-------- MATERIAL PROVIDED

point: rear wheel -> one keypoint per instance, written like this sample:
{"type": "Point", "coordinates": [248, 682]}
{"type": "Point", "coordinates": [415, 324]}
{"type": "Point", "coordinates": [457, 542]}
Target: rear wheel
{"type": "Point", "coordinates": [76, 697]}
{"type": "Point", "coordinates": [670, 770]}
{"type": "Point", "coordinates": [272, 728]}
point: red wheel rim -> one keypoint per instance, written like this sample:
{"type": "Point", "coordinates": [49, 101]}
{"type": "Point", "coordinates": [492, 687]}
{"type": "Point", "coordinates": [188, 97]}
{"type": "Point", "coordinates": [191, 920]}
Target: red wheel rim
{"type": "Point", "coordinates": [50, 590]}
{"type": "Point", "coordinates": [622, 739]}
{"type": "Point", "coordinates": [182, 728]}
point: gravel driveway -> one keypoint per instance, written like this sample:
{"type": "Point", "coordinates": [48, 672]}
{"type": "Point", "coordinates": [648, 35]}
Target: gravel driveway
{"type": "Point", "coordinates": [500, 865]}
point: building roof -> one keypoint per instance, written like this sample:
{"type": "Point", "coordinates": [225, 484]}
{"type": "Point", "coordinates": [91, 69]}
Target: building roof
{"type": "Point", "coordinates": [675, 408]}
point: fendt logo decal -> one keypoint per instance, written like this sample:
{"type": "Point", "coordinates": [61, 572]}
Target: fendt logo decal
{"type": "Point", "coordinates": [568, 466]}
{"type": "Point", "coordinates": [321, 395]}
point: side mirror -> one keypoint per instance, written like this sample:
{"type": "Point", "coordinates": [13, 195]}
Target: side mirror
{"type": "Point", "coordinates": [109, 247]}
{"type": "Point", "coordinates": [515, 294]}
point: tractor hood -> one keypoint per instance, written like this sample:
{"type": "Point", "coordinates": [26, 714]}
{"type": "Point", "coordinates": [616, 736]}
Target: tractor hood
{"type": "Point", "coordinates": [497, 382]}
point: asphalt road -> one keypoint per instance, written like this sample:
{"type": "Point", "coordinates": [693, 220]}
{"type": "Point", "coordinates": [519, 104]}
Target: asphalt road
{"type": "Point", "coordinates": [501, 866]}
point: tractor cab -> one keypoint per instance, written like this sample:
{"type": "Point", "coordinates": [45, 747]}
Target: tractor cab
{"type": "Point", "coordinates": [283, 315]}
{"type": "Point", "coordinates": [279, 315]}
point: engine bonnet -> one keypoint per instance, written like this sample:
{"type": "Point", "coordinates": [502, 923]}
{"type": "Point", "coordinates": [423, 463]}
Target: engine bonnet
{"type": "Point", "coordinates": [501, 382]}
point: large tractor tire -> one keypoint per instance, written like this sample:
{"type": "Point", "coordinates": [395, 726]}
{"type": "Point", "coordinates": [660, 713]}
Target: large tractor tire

----------------

> **EXERCISE**
Copy all data exactly, start to finish.

> **RESULT FOR THIS EXERCISE**
point: rear wheel -> one keypoint per instance, written like this sample:
{"type": "Point", "coordinates": [248, 682]}
{"type": "Point", "coordinates": [415, 324]}
{"type": "Point", "coordinates": [457, 542]}
Target: rear wheel
{"type": "Point", "coordinates": [76, 697]}
{"type": "Point", "coordinates": [670, 770]}
{"type": "Point", "coordinates": [272, 728]}
point: red wheel rim -> one keypoint per instance, written like this sample:
{"type": "Point", "coordinates": [49, 101]}
{"type": "Point", "coordinates": [492, 687]}
{"type": "Point", "coordinates": [188, 97]}
{"type": "Point", "coordinates": [191, 920]}
Target: red wheel rim
{"type": "Point", "coordinates": [50, 590]}
{"type": "Point", "coordinates": [622, 739]}
{"type": "Point", "coordinates": [182, 728]}
point: gravel driveway -> one keypoint per instance, written like this sample:
{"type": "Point", "coordinates": [48, 672]}
{"type": "Point", "coordinates": [648, 35]}
Target: gravel driveway
{"type": "Point", "coordinates": [500, 865]}
point: building roof -> one keypoint per instance, written like this sample:
{"type": "Point", "coordinates": [225, 484]}
{"type": "Point", "coordinates": [91, 69]}
Target: building roof
{"type": "Point", "coordinates": [675, 408]}
point: fendt logo decal -> one keypoint per instance, written like this sample:
{"type": "Point", "coordinates": [61, 572]}
Target: fendt logo decal
{"type": "Point", "coordinates": [568, 466]}
{"type": "Point", "coordinates": [321, 395]}
point: side mirror -> one keypoint per instance, written like this sample:
{"type": "Point", "coordinates": [13, 195]}
Target: side mirror
{"type": "Point", "coordinates": [109, 247]}
{"type": "Point", "coordinates": [515, 294]}
point: tractor hood -> one keypoint per instance, written like this sample:
{"type": "Point", "coordinates": [26, 714]}
{"type": "Point", "coordinates": [616, 736]}
Target: tractor hood
{"type": "Point", "coordinates": [497, 382]}
point: asphalt road -> one keypoint per instance, written like this sample:
{"type": "Point", "coordinates": [693, 220]}
{"type": "Point", "coordinates": [519, 104]}
Target: asphalt road
{"type": "Point", "coordinates": [501, 866]}
point: tractor cab -> one keypoint per instance, written like this sample:
{"type": "Point", "coordinates": [45, 747]}
Target: tractor cab
{"type": "Point", "coordinates": [283, 315]}
{"type": "Point", "coordinates": [279, 315]}
point: engine bonnet -> one keypoint per instance, written like this sample:
{"type": "Point", "coordinates": [502, 923]}
{"type": "Point", "coordinates": [423, 463]}
Target: engine bonnet
{"type": "Point", "coordinates": [501, 382]}
point: large tractor tire -> one keypoint per instance, written like this sample:
{"type": "Point", "coordinates": [395, 726]}
{"type": "Point", "coordinates": [660, 713]}
Target: large tractor tire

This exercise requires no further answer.